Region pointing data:
++++++++++++++++++++

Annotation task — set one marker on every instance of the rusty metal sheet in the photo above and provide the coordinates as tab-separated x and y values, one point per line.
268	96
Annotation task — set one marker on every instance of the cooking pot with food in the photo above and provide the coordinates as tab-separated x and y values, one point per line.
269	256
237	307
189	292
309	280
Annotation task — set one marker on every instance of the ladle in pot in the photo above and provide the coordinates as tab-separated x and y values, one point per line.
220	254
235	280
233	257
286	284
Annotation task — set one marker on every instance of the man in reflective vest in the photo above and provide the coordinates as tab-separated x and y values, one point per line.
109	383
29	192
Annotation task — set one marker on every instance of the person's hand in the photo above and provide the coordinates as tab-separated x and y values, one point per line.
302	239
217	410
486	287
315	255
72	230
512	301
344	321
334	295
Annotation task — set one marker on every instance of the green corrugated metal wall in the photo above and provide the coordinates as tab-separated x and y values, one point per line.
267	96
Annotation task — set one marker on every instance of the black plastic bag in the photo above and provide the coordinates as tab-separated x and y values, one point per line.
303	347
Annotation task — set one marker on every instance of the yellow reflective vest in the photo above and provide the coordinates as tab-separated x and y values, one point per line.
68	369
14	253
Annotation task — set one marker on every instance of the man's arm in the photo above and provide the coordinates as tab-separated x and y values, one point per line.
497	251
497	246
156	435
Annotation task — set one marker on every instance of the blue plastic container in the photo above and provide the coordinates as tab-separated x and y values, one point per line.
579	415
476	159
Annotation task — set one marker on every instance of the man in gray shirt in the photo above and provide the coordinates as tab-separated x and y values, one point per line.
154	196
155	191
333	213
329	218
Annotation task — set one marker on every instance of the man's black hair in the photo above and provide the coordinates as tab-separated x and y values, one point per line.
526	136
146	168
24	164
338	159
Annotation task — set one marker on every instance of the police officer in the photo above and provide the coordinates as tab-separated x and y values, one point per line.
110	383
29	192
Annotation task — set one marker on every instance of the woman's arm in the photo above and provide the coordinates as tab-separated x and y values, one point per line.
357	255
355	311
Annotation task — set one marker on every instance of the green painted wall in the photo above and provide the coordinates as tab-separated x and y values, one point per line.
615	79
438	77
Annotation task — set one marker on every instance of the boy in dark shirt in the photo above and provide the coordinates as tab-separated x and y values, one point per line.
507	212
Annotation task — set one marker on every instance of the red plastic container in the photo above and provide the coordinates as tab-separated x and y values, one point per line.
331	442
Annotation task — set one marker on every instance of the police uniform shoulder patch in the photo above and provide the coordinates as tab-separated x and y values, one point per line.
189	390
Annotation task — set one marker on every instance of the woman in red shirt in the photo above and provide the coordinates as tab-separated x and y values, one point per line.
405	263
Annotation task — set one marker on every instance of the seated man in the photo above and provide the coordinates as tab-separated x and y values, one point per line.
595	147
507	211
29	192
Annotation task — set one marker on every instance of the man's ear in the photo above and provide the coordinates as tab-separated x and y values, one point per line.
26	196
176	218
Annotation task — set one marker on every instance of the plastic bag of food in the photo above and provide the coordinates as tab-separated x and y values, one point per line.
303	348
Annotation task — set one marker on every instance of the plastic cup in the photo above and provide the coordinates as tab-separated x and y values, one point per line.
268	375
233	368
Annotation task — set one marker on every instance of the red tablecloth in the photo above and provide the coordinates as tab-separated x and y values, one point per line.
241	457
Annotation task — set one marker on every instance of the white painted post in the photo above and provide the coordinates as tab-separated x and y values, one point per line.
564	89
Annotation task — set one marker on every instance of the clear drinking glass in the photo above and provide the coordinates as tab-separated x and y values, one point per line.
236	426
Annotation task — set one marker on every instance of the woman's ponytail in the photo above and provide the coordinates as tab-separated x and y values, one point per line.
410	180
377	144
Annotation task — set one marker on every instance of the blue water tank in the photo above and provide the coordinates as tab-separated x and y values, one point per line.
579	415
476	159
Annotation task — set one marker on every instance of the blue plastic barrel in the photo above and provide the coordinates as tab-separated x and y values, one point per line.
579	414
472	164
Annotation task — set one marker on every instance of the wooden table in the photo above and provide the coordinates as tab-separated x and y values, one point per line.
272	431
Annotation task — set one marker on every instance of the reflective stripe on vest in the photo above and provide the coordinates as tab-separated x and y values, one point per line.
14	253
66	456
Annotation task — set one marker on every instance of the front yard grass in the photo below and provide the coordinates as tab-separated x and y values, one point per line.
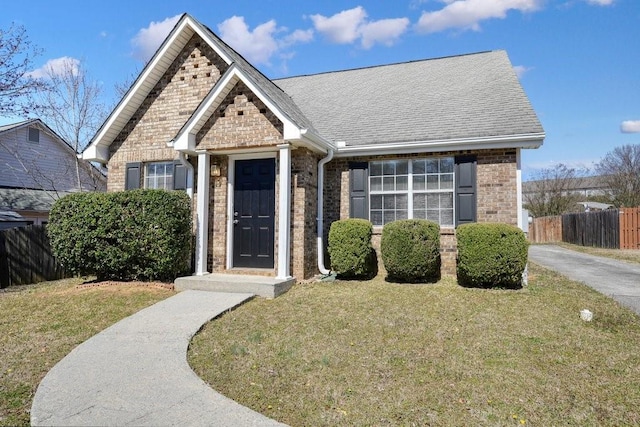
376	353
40	324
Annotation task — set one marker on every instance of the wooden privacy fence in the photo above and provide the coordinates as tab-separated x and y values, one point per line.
630	228
616	229
25	257
598	229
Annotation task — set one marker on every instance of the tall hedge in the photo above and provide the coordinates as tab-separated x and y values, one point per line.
350	250
130	235
411	250
491	255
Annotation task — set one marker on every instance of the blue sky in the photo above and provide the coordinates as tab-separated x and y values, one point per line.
578	60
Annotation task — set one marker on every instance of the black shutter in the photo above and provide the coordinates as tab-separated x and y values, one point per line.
132	176
358	190
466	200
179	176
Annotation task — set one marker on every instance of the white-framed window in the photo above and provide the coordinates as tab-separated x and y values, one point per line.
412	188
159	175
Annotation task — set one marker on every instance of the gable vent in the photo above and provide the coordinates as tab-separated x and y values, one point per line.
33	135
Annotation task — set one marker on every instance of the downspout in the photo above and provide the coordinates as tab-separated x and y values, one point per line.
183	160
320	217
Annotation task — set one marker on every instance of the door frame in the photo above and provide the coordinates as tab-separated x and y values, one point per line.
231	176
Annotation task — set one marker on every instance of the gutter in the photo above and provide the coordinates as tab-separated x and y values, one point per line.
320	218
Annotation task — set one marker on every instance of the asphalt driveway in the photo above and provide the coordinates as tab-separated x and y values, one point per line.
617	279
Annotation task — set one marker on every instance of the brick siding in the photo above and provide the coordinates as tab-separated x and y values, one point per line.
165	110
496	195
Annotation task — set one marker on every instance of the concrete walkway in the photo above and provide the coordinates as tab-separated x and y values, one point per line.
617	279
136	373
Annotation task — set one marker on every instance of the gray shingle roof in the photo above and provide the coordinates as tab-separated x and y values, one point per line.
468	96
19	199
10	126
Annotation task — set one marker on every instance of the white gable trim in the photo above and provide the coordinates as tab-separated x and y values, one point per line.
153	72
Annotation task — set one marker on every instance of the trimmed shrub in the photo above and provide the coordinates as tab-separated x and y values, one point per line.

++++++++++++++++++++

__Your assignment__
The data above should be restated exactly, with its images dropped.

__Solution to the exercise__
Annotation task — set one marker on every instance of the rusty metal sheet in the photo above and provide the coordinates as tab-separated x and y values, one point per line.
268	96
Annotation task — set one marker on every instance of the cooking pot with food in the photo above and provide the coordinates as tab-separated x and y values, one point per line.
269	256
237	307
189	292
309	280
Annotation task — set one marker on every instance of the ladle in pot in the photo above and provide the coordinates as tab-separated x and y values, one point per line.
220	254
235	280
233	257
286	284
Annotation task — set one marker on every instance of the man in reflective vest in the photo above and provide the coordinates as tab-separated x and y values, one point per line.
109	383
29	192
Annotation task — set one marker on every instance of the person's hand in the photo above and provide the coordinates as tab-separated x and y values, one point per line.
302	239
217	410
486	287
315	255
72	230
512	301
344	321
334	295
Annotation task — set one marker on every instance of the green corrugated metal wall in the photo above and provide the coordinates as tab-separated x and y values, one point per line.
267	96
Annotation task — set one marker on every instance of the black plastic bag in the photo above and provide the coordinates as tab-separated x and y values, one point per line.
303	347
Annotation task — set one marker on every instance of the yellow reflective vest in the photo above and provide the coordinates as tab-separated x and y values, one point per line.
68	369
14	253
Annotation task — set one marker on every instance of the man's arm in the photo above and provide the coordinates as tab-separated x and y values, one point per line.
497	251
497	246
156	435
Annotation task — set one marker on every instance of the blue plastic container in the photo above and provide the coordinates as tab-separated x and y values, one point per line.
579	415
476	159
Annotation task — set one marker on every instance of the man in gray shirt in the photo above and provide the coordinates as tab-separated x and y values, one point per line.
154	196
155	191
333	213
329	218
Annotation task — set one marker on every instance of the man's black hair in the photo above and provide the coordinates as tab-separated x and y values, one point per line.
526	136
146	168
24	164
338	159
Annotation task — set one marker on every instance of the police officer in the photo above and provide the coordinates as tab-separated x and y values, one point per line.
110	383
29	192
Annotation task — set one marker on every instance of the woman's arm in the photo above and provide the coordinates as tab-separated x and y values, one point per line.
357	255
355	311
Annotation task — set one marker on every instance of the green painted wall in the photo above and provide the coordinates as tab-separated x and y values, one point per line.
615	79
438	77
Annotation task — set one marker on every instance of the boy in dark shirt in the photo above and provide the coordinates as tab-separated x and y values, one point per line.
507	212
Annotation task — set one marker on every instance of the red plastic container in the photo above and provide the coordinates as tab-separated x and y values, one point per line.
331	442
Annotation task — set one marker on every instance of the police uniform shoulder patch in the photo above and provide the coordinates as tab-separated x and y values, one point per line.
189	390
Annotation task — set one marker on every instance of the woman in red shirt in the photo above and provide the coordinates as tab-separated x and y values, one point per line.
405	263
Annotation task — set one marker on every instance of the seated man in the photo above and provide the coordinates as tab-separated x and y values, one point per line.
595	147
507	211
29	192
Annotation task — set one marker on every instance of the man's ear in the photo above and provide the coordinates as tab-separated x and y values, one point per line.
26	196
176	218
Annotation task — set one marker on every instance of the plastic bag of food in the photo above and provide the coordinates as tab-separated x and y values, one point per line.
303	348
Annotation task — set one marker on every instance of the plastic cup in the photo above and provide the coordinates as tab-separated x and y values, one point per line.
268	375
233	368
Annotation task — set one marker on every instance of the red tablecloth in the photo above and provide the coordinates as tab-separated x and y values, one point per line.
241	457
Annotation task — set one marker on every instance of the white painted post in the photo above and provide the coordinates as tab-separated x and y values, one point per line.
564	89
Annotation task — set one marker on every instance of the clear drinking glass in the photo above and provide the coordinates as tab-separated x and y values, one point per line.
236	426
Annotation task — set one marker on every instance of the woman's ponytail in the photo above and provide the coordinates as tab-separated x and y values, one point per line.
410	180
377	144
Annotation task — set one marker on every instance of the blue water tank in the photo above and provide the coordinates as tab-separated x and y values, one point per line.
579	415
476	159
Annotation task — set one marker on every instance of the blue plastic barrel in the photo above and provide the coordinates as tab-separated x and y values, one point per line.
579	414
472	164
Annotation task — set one marker on every instance of the wooden table in the photo above and provide the coordinates as tab-separated x and y values, one point per line.
272	431
Annotation task — set one marker on every instance of the reflective stripe on vest in the photo above and provide the coordinates as tab-separated x and y values, one point per line.
14	253
66	456
Annotation task — set one marker on every instance of the front yard grass in the photo below and provide the coordinates as tab-separated x and y values, one point per line.
376	353
40	324
Annotation task — set one marker on every instance of the wooden privacy fence in the photo above and provide the coordinates as tab-separated x and y values, one point per line.
630	228
616	229
25	257
598	229
Annotation task — set one marker on every instance of the tall hedge in the photo above and provide the coordinates as tab-separated x and y values, one point per line.
350	250
130	235
411	250
491	255
Annotation task — set one marker on every instance of the blue sky in the photo above and provide the coordinates as tab-separated x and y values, one point per line.
578	60
Annotation task — set one marker on every instance of the black shutter in the photo above and provide the coordinates as tab-separated x and y values, one point per line.
132	176
358	190
466	200
179	176
Annotation task — set one marker on every instance of the white-framed window in the photo above and provide the coordinates as tab-separated x and y values, one point per line.
412	188
159	175
Annotation task — set one marker on every instance of the gable vent in the photo above and provide the coordinates as tab-separated x and y values, one point per line.
33	135
Annotation task — set one marker on every instance of the downspout in the photo above and provide the coordinates as tab-separated x and y values, one point per line.
183	160
320	217
Annotation task — set one marker on every instance of the door frame in the photo above and provide the coordinates as tab-separated x and y values, one point per line.
231	176
Annotation task — set one marker on every instance of the gutter in the photo above and provide the coordinates as tab-separated x and y values, one point per line.
320	218
Annotation task — set one marker on every instance of the asphalt driveway in the photo above and provide the coordinates as tab-separated x and y values, one point per line.
617	279
Annotation task — set one marker on every instance of the brick siding in the photo above and provide the coordinates as tab-separated x and y values, one point per line.
165	110
496	195
Annotation task — set one marker on every instance of the concrete walkway in the photo above and provide the coordinates as tab-separated x and y values, one point per line.
617	279
136	373
Annotation task — set one marker on every instance of the gray shingle roof in the photo above and provide the coordinates as tab-separated x and y values, one point per line.
468	96
19	199
10	126
Annotation task — set one marker on every instance of the white gable trim in the photo above and provide the coordinates as tab-separated x and y values, one point per line.
153	72
Annotation task — set one marker on every instance of the trimmed shrub in the photo above and provide the coordinates as tab-separated x and y values, one point per line.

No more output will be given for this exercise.